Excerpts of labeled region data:

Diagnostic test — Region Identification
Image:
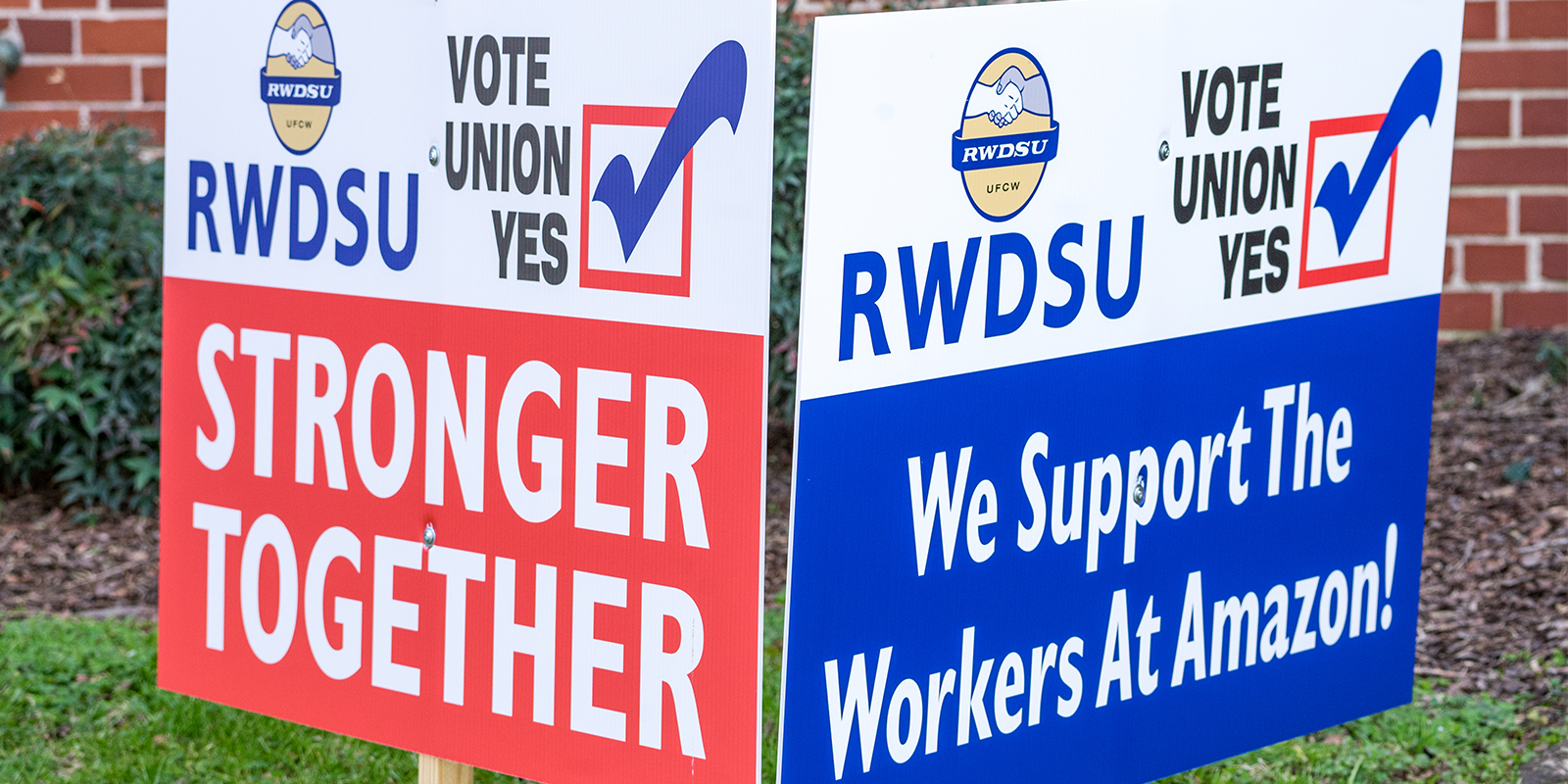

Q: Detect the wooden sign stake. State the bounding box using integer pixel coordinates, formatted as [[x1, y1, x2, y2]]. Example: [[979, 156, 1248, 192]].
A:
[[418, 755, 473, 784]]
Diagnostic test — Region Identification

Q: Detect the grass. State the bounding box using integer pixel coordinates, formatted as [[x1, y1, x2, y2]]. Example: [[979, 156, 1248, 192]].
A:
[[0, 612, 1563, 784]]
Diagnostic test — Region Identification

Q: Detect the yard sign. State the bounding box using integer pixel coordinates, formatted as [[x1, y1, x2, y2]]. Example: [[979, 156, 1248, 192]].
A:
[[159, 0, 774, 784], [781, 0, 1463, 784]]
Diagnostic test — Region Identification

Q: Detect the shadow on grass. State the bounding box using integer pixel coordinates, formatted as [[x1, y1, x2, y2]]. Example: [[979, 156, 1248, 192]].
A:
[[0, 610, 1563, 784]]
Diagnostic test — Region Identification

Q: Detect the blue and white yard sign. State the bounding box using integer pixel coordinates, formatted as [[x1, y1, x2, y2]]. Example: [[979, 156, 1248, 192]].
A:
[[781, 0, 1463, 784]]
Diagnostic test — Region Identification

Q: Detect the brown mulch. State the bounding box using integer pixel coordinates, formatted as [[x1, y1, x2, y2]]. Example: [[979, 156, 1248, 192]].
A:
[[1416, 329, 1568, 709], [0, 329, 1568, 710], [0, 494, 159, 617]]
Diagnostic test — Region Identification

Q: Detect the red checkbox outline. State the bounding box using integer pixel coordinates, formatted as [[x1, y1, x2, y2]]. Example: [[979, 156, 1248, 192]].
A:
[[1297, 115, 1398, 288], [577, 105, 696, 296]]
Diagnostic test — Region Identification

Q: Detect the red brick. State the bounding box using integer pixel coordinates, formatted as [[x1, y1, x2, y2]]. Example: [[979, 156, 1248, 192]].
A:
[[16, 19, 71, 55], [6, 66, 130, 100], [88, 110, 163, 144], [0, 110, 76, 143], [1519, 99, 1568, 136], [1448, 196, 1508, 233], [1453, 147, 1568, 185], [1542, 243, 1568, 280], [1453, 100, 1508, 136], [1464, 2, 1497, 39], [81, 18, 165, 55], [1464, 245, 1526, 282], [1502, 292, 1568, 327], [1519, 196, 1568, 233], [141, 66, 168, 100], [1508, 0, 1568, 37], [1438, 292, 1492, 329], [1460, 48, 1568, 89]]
...
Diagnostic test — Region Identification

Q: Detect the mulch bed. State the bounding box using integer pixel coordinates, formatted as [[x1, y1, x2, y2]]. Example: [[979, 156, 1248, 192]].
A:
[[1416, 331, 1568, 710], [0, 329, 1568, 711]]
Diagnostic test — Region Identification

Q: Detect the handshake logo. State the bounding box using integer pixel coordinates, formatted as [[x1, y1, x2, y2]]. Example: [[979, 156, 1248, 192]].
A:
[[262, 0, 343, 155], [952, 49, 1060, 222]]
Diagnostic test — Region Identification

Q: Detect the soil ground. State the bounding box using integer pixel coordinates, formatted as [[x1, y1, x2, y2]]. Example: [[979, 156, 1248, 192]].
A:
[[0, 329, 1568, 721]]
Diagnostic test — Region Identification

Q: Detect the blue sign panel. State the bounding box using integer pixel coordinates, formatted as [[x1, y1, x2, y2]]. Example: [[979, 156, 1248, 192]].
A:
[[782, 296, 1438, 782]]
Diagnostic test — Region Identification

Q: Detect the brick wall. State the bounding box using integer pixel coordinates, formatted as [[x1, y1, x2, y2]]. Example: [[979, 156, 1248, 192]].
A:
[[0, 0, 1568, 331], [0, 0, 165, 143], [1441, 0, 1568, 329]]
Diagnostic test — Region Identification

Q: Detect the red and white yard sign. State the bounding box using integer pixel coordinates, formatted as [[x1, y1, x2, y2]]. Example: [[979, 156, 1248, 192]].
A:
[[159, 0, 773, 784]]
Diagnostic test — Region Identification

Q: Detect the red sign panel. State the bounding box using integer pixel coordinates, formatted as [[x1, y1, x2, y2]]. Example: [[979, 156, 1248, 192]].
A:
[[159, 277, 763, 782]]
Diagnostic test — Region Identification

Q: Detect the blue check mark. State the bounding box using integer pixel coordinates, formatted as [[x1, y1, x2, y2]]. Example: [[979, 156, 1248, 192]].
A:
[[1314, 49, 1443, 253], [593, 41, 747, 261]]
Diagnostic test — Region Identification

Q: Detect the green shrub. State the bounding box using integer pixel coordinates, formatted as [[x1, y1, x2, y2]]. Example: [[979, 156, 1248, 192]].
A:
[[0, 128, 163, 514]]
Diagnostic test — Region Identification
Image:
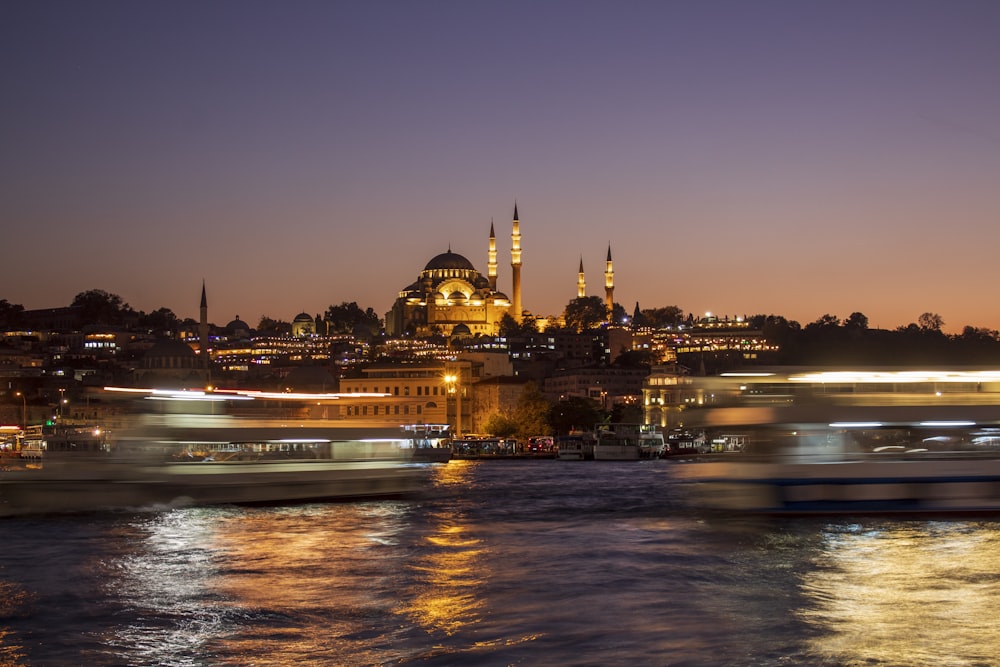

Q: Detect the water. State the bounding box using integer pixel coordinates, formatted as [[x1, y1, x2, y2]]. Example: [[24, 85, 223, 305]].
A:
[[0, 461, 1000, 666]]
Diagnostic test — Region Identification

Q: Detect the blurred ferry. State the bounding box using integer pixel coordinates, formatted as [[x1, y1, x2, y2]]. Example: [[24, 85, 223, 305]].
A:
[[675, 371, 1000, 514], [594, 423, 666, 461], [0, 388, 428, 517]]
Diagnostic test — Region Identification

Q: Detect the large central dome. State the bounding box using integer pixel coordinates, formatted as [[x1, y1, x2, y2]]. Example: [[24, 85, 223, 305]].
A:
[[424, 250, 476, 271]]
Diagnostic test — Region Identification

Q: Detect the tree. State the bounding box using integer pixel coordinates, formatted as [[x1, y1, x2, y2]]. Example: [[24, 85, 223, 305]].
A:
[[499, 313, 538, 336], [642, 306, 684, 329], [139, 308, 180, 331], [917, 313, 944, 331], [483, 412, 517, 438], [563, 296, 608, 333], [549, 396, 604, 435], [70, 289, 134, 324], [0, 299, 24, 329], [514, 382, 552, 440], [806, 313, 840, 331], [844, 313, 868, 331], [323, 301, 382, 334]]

SET PROBLEM: Locate every line in the rows that contains the string "grass", and copy each such line. Matching is case-sensitive.

WRITTEN RESPONSE:
Q: Detect the grass. State the bounding box using integer pixel coordinates, formatted as [[x1, y1, x2, y2]]. Example: [[979, 156, 1248, 192]].
Q: Detect the shadow on grass. State the bounding box using integer pixel coordinates, formatted as [[x1, y1, x2, y2]]. Example: [[979, 156, 1248, 192]].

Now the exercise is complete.